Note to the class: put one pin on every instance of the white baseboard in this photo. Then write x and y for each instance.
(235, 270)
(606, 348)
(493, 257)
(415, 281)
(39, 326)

Task details
Please transcribe every one of the rows above word for word, leaving nothing out and changing nothing.

Written reply
Note to the class: put one pin on every instance of the white baseboard in this photo. Then write x and y for each instance.
(235, 270)
(606, 348)
(493, 257)
(415, 281)
(39, 326)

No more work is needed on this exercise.